The "Gig Economy" Is a Lie — And Not the One You Think
There's a phrase floating around boardrooms, newsrooms, and dinner tables lately that seems to carry an invisible asterisk every time it's spoken: the gig economy. You've heard it. And if you're being honest, when you did, something in your brain quietly filed it under "lesser." Hustle. Scraps. The thing people do when they can't get a real job.
I want to challenge that — because that reaction isn't accidental. It was designed.
How the Press Has Framed It
Open any major publication and the coverage of gig work follows a predictable arc. The New York Times has run pieces lamenting the lack of benefits for gig workers. The Atlantic has questioned whether platforms like Uber and DoorDash are creating a new underclass. Pew Research has published data framing gig income as supplemental — a patchwork, not a plan. Labor economists weigh in with warnings about volatility, the absence of a safety net, and the erosion of the employer-employee relationship that, in their telling, protected workers for generations.
The criticism isn't entirely without merit. There are real policy conversations worth having about portable benefits, tax burdens on the self-employed, and the way some platforms extract value from workers without offering reciprocal security. Those conversations matter.
But somewhere between the legitimate policy critique and the published narrative, something got twisted. The gig economy stopped being analyzed as an economic structure and started being framed as a personal failing — as if the people inside it were there by misfortune rather than by choice, and as if the goal of every right-thinking adult should be to escape it as fast as possible and return back into the safety of a corporate paycheck.
That framing tells you a lot more about who benefits from it than it does about the actual lives of the people living it.
Who Benefits from the "Lesser Work" Story?
Think about it plainly. The traditional employment model — show up, clock in, produce, collect your check, repeat for forty years, retire on whatever they give you — is an extraordinary mechanism for generating reliable, controllable, and cost-efficient output. It works beautifully. For the employer.
When the press reinforces the idea that a steady paycheck from a corporation is the gold standard of adult achievement, it isn't doing workers a favor. It's doing capital a favor. It's reminding the workforce to stay in the box, to measure their worth in titles and benefits packages, and to feel vaguely ashamed if they don't fit the mold — because shame keeps people compliant.
A compliant workforce is a captured workforce. And a captured workforce doesn't negotiate. It doesn't walk away. It doesn't build something of its own on Tuesday afternoons because it's scared to lose the dental plan.
The "gig economy is dangerous" narrative is, at its core, a retention strategy dressed up as concern.
The Actual Story: Freedom Is the Point
Here's what the hand-wringing misses entirely: for a rapidly growing number of people, the gig economy isn't a consolation prize. It's the whole strategy.

PROVIDED MATERIAL -
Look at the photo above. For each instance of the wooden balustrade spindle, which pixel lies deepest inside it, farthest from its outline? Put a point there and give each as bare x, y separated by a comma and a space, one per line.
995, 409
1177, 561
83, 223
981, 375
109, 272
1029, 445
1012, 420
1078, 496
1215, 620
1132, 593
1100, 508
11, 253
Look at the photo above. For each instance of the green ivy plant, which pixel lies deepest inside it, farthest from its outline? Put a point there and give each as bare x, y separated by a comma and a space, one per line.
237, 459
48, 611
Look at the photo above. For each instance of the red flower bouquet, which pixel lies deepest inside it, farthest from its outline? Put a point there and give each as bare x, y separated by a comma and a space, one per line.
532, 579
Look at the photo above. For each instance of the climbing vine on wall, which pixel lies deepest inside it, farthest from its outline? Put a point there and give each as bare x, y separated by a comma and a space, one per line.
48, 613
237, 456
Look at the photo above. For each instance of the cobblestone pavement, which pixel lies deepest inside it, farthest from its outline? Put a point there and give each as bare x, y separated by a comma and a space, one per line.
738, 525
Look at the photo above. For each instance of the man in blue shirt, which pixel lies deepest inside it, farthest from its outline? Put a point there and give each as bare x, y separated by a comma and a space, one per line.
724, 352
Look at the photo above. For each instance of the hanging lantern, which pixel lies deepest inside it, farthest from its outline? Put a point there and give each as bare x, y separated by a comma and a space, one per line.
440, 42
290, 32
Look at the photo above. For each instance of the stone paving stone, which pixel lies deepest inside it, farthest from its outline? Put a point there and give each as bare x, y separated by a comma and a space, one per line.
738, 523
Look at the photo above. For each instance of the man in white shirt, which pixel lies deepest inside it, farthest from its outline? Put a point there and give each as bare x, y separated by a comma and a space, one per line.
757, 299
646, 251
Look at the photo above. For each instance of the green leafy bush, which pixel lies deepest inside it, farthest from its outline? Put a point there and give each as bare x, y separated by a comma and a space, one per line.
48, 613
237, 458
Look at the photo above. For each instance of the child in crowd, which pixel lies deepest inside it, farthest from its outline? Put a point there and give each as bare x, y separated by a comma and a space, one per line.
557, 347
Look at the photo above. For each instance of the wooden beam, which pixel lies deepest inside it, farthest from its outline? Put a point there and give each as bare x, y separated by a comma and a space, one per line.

JOB 1 - Which organization does the gig economy piece say has published data framing gig income as supplemental?
JOB 2 - In the records, change "shirt" to "jacket", starting at the line that has "Look at the photo above. For each instance of the cobblestone" and continuing through the end of the records. Leave everything else unchanged, and give only those lines.

TASK RESULT 1 - Pew Research

TASK RESULT 2 -
Look at the photo above. For each instance of the cobblestone pavement, which pixel lies deepest inside it, farthest from its outline? Put a point there and give each as bare x, y separated by a comma and a space, one per line.
738, 525
Look at the photo above. For each instance of the man in blue jacket, which pixel lies deepest inside it, farthest from its outline? Put a point there and give each as bare x, y separated by a comma and a space, one per line.
724, 352
Look at the photo above. For each instance of the hanging lantern, which pixel lies deepest inside it, farthest from its outline? Put a point there and give each as bare x, y separated by a comma and a space, one per line.
440, 42
290, 32
Look at the photo above. For each instance of the stone paving stone, which pixel lies deepest inside it, farthest from its outline? Put a point there and give each as bare x, y separated by a comma and a space, one per line.
738, 523
Look at the photo above. For each instance of the man in white jacket, which pixel lies deepest inside it, farthest from its outline? Put a point there and give each as bare x, y separated by a comma and a space, one per line.
757, 299
646, 251
Look at the photo above. For each instance of the green leafy bush, which pixel lies deepest inside it, farthest from its outline? Put a point there and give each as bare x, y separated by a comma and a space, one per line.
48, 613
237, 458
Look at the photo above. For each instance of the child in crowd, which pixel lies deepest inside it, farthest from its outline? Put a point there and give each as bare x, y separated by a comma and a space, one per line.
557, 347
Look at the photo above. For each instance of the wooden beam, which pixel lies deepest inside it, farthest from its outline? Put a point there and give each as bare x, y separated by a comma and a space, one per line.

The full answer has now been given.